Selected passage =>
▼

The counsellor told me I needed to have more fun, but that takes talent, and I worry I’m a wet lettuce

Fun is described as being a confluence of playfulness, connection and flow. I don’t know how to engineer that

I’m more likely to be found under the flickering lights of the local community centre than the dancefloor. Photograph: iStock

“You need to have more fun,” were the parting words of a counsellor I went to years ago who had given me a pie chart to fill in, each portion representing some area of life – career, finances, family, physical health, fun/recreation, etc. This was the second time I had to shade in each piece to determine how fulfilled I felt. The first time I filled it in, months before, when I was underwater, the idea of having fun was so out of reach that I had not gone near that blank little triangle. Even when I felt better, it had not been a priority because I had been focused on what I thought were the big guns. The counsellor did not entertain my whining about not having enough money, time, or energy to have fun.

I tried to blame Dublin city. There’s nowhere to go any more, I can’t face another WhatsApp availability poll and it’s €15 for a gin and tonic. Emmet Kirwan, who captured a snapshot of Ireland’s 1990s dance culture in his play and film, Dublin Oldschool, spoke recently in an inner-city room speckled with the pink and yellow light of stained-glass windows. He assured us that town’s not dead. Younger people have cunningly dodged the city’s suffocating regulations and costs, finding new ways and places to party. They’re raving in sheds. “I need me one of them sheds,” sighed a woman who had just read a poem about menopause and how the hair that once grew from her eyebrows now sprouts from her chin.

▲

Entries shown =>

▼

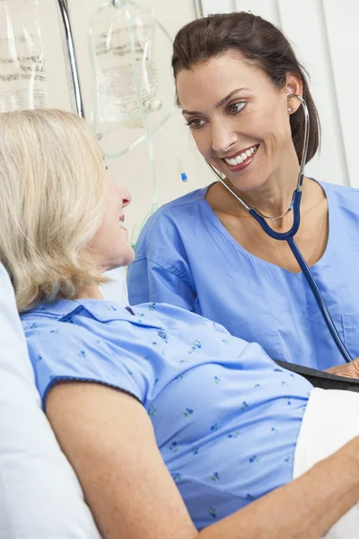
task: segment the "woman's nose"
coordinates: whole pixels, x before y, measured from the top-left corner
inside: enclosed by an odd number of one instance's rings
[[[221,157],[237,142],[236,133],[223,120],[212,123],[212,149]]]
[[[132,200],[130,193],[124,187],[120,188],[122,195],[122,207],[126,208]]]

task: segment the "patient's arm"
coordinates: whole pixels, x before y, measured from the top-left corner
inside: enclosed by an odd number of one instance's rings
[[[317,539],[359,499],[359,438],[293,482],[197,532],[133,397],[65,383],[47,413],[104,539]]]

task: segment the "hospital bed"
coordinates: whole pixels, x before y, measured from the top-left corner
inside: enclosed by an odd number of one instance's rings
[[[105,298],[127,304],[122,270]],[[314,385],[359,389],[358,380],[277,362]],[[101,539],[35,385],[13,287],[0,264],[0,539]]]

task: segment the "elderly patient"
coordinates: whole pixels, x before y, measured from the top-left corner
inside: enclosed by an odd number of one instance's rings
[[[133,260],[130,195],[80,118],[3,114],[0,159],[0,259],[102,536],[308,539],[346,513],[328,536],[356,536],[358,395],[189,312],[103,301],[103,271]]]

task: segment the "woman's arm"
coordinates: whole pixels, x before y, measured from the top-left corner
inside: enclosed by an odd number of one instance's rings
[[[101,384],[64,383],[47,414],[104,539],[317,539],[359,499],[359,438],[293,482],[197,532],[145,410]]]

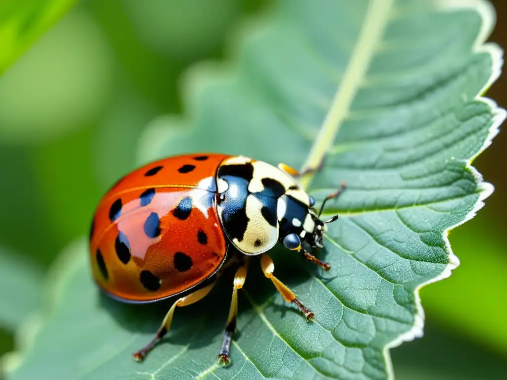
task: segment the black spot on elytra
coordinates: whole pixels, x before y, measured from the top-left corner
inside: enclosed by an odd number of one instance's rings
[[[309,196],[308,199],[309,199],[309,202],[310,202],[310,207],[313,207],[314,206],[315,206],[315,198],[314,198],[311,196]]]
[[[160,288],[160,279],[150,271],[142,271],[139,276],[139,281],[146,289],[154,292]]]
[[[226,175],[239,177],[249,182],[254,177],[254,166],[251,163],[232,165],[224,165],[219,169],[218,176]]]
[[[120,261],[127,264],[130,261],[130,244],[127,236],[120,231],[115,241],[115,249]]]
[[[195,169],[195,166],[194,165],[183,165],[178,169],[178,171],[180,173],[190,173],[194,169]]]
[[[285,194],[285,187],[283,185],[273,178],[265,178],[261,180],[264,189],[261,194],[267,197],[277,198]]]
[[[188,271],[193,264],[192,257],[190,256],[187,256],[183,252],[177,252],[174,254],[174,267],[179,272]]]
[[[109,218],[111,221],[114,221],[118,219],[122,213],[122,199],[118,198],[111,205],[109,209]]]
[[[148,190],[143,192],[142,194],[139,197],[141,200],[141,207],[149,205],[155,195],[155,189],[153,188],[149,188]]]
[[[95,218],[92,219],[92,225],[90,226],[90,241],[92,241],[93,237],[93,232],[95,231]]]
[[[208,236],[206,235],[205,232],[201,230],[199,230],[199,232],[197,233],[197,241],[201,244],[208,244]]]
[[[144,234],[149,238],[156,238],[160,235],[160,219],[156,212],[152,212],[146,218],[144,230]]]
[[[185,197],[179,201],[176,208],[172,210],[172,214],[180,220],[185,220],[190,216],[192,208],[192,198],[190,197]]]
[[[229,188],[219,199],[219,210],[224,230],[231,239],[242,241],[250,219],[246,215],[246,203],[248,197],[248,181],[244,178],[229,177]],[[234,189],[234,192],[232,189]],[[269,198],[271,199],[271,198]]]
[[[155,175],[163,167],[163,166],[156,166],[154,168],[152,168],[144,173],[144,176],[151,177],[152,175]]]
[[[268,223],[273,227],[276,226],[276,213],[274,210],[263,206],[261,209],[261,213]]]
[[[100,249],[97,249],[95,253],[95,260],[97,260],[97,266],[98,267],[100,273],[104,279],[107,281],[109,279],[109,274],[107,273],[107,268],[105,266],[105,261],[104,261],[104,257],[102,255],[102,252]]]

▲
▼

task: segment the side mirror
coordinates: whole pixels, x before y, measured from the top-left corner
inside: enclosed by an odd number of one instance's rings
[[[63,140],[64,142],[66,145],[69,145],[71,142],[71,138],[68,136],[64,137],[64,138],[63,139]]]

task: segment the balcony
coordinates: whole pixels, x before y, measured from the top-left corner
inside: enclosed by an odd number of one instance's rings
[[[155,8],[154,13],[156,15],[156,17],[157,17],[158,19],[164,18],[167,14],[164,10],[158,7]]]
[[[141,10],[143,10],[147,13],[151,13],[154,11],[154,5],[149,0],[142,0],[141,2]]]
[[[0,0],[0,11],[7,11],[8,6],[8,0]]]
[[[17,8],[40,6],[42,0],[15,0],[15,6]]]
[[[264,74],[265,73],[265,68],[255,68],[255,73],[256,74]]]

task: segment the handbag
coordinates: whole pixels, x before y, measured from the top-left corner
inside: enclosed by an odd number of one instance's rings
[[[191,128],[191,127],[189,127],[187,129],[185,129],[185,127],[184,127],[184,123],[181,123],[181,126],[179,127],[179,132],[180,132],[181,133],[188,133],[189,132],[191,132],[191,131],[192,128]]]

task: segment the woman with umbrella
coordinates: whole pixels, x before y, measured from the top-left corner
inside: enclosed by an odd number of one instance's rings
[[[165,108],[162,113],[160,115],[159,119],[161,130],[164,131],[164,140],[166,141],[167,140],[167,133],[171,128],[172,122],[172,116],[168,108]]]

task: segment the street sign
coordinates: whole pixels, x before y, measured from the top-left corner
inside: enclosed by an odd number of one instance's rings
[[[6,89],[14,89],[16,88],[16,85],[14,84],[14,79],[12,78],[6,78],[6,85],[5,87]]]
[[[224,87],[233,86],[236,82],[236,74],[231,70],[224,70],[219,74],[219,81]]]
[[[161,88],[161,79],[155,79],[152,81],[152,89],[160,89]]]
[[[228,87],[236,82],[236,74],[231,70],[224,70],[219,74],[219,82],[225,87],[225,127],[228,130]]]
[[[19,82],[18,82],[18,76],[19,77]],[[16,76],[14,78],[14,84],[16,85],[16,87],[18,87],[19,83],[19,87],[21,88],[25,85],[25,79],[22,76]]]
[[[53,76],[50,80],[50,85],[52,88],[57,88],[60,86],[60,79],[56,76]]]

▲

Task description => Type out the piece on having more fun word for word, from "I tried to blame" to "from her chin.". None of the data is needed here.

Finished answer =>
I tried to blame Dublin city. There’s nowhere to go any more, I can’t face another WhatsApp availability poll and it’s €15 for a gin and tonic. Emmet Kirwan, who captured a snapshot of Ireland’s 1990s dance culture in his play and film, Dublin Oldschool, spoke recently in an inner-city room speckled with the pink and yellow light of stained-glass windows. He assured us that town’s not dead. Younger people have cunningly dodged the city’s suffocating regulations and costs, finding new ways and places to party. They’re raving in sheds. “I need me one of them sheds,” sighed a woman who had just read a poem about menopause and how the hair that once grew from her eyebrows now sprouts from her chin.